[Requests]:
1) Answer these questions from the interview excerpt:
(a) Which university did R. A. Torrey attend?
(b) Which line of social thought does the excerpt say begins to make itself known at this time?
(c) At least how many sources does the documentary hypothesis hold can be identified in the books traditionally taught to be by Moses?
2) Select every line of the entries that contains the string "left".

[Page excerpt]:
____

BR: R. A. Torrey went to Yale. And he was in contact with most of the thinking that was popular in the high intellectual period at the turn of the twentieth century, Darwinism being one of them. What else would you say characterized intellectual thought in the twentieth century that was distinct to that period?

FS: Well, a lot going on in social thought, of course; Marxism begins to make itself known at this time. In Christianity, biblical criticism, that is to say, a skeptical, historical method of approaching scripture so that you apply a kind of historical criticism and skepticism to everything you read in Scripture. Such as your first question is, did that really happen? (laughs) As opposed to, Wow! Look at all the wonderful things that happened. The skeptical, historical, critical mindset comes to it always with verification questions, always with a high bar of proof. And so you can trace this out in any of the ranges of biblical studies, in the Old Testament, the first five books of the Bible—the Pentateuch—the ascendancy of the documentary hypothesis which is this German higher critical theory that there are at least four, and probably many more sources you can identify in the books traditionally taught to be by Moses. So there’s one author who calls God, Yahweh, there’s another author who calls God, Elohim. Then there’s this priestly author who gets a hold of it and later on a Deuteronomist gets a hold of it and edits it in various other ways.

BR: That’s an argument for, what would you say, for the certain inerrancies…no, no, for what?

FS: It’s just a theory of layers of composition evident in Scripture that is not a part of the church’s traditional confession. It could be put forward in a…you could have had views like that, just in terms of literary observations about what is going on in the text.

____

[Records from a data collection]:
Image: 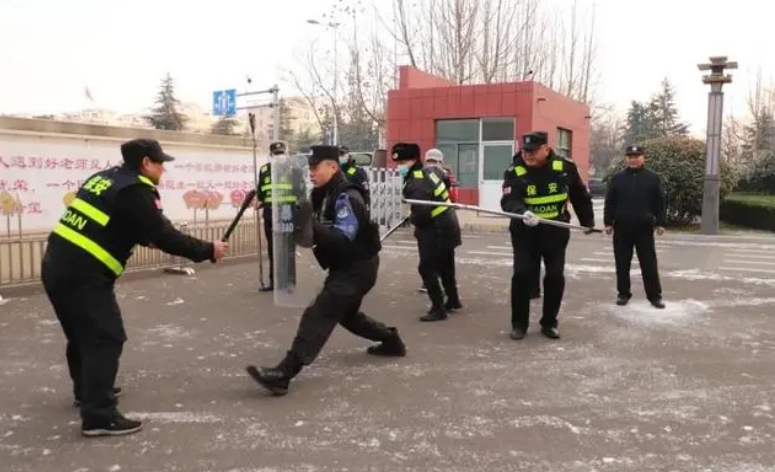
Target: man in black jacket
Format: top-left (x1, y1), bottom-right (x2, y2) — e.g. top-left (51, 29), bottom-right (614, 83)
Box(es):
top-left (392, 143), bottom-right (463, 322)
top-left (247, 146), bottom-right (406, 396)
top-left (501, 131), bottom-right (595, 339)
top-left (604, 145), bottom-right (666, 309)
top-left (41, 139), bottom-right (227, 437)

____

[Answers per task]:
1)
(a) Yale
(b) Marxism
(c) Four

2)
Format: top-left (x1, y1), bottom-right (x2, y2) — e.g. top-left (51, 29), bottom-right (614, 83)
top-left (392, 143), bottom-right (463, 322)
top-left (247, 146), bottom-right (406, 396)
top-left (501, 131), bottom-right (595, 339)
top-left (604, 145), bottom-right (666, 309)
top-left (41, 139), bottom-right (227, 437)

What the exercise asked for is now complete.